Reproduce each of the records below word for word, keeping every line unchanged.

---- INPUT

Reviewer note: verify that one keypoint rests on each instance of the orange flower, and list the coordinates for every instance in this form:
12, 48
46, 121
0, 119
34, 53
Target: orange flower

--------

RESULT OF THIS EXERCISE:
Reviewer note: verify that one keypoint rests on each instance of the orange flower, and list the coordinates for every instance in this form:
12, 48
46, 121
0, 119
34, 53
Target: orange flower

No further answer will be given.